● Records for processing
-- Start --

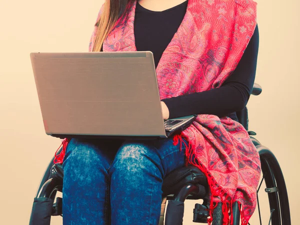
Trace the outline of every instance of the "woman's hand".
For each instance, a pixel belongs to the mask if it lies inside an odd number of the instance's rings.
[[[162,105],[162,117],[164,118],[164,120],[167,120],[168,118],[170,113],[168,111],[168,108],[166,103],[164,102],[160,101],[160,104]]]

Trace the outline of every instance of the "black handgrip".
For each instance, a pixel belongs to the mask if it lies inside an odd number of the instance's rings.
[[[254,83],[251,94],[253,94],[254,96],[258,96],[262,93],[262,88],[258,84]]]

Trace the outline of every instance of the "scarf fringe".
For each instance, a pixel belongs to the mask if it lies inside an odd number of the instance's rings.
[[[183,141],[182,137],[180,134],[176,134],[173,138],[173,144],[176,146],[178,143],[180,144],[180,150],[182,151],[182,144],[184,143],[186,146],[186,166],[192,164],[198,167],[203,172],[208,178],[208,186],[210,189],[212,196],[210,198],[210,218],[208,218],[208,225],[211,225],[212,222],[212,214],[214,208],[216,207],[219,202],[222,203],[222,213],[223,214],[223,225],[233,224],[233,218],[231,216],[232,212],[232,206],[234,204],[233,200],[228,196],[228,194],[223,190],[214,181],[213,178],[208,173],[206,170],[204,168],[202,164],[199,162],[197,164],[196,162],[196,156],[193,154],[193,148],[190,142],[188,142],[188,145]],[[194,158],[192,156],[194,156]],[[220,202],[217,202],[214,201],[213,197],[220,196]],[[240,202],[238,202],[238,208],[240,215],[241,225],[247,225],[248,222],[246,221],[244,217],[244,210],[242,209],[242,206]]]
[[[70,141],[70,140],[68,138],[64,139],[64,140],[55,152],[55,156],[54,160],[53,160],[53,162],[54,164],[62,164],[64,162],[64,155],[66,154],[66,146]],[[60,152],[59,154],[56,154],[58,150],[60,150],[62,146],[62,152]]]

-- End --

Rewrite every line of all the records above, requests included, with each polygon coordinate in the answers scaled by 0.2 and rounded to a whole number (halves round up). Leave the pictures out.

Trace the outline of every instance of the "woman's hand".
For each instance, a pixel belongs to the mask if it lies inside an odd number of the instance's rings.
[[[32,21],[32,23],[33,24],[33,24],[33,24],[34,24],[34,23],[34,22],[34,22],[33,21],[33,20],[32,20],[32,21]]]

Trace the outline of every instance of the "black handgrip".
For each instance, a pixel belongs to the mask if it lies inside an odd number of the instance's rings.
[[[51,17],[50,19],[51,19],[51,19],[52,19],[52,19],[52,18],[52,17]]]

Trace the outline of every instance of the "scarf fringe".
For each instance, a pixel belongs to the mask if it lies inside an odd number of the instance's rings.
[[[37,28],[36,27],[36,27],[35,27],[35,28],[35,29],[35,29],[36,29],[36,29],[36,30],[36,30],[36,29],[37,29],[37,29],[37,33],[38,33],[40,33],[41,34],[42,36],[42,37],[42,38],[42,39],[42,40],[42,44],[42,44],[42,45],[42,45],[42,44],[42,43],[43,42],[43,41],[44,40],[44,41],[44,43],[45,43],[45,45],[47,45],[47,44],[46,43],[46,42],[46,41],[47,41],[47,40],[46,39],[46,39],[45,38],[43,36],[43,36],[42,35],[41,34],[41,34],[40,33],[40,32],[39,33],[39,32],[39,31],[39,31],[39,30],[38,28],[38,28],[38,29]],[[39,32],[38,31],[39,31]],[[44,40],[43,40],[43,40],[43,39],[44,39]],[[48,40],[48,40],[48,42],[48,43],[48,45],[49,45],[50,44],[49,44],[49,43],[49,42],[48,42],[48,41]]]
[[[14,28],[14,28],[14,28],[13,28],[13,28],[11,30],[11,31],[11,32],[11,32],[11,32],[11,33],[12,33],[13,32],[13,31],[13,31],[13,29]],[[12,30],[12,31],[11,31],[12,30],[12,30],[12,29],[12,30]]]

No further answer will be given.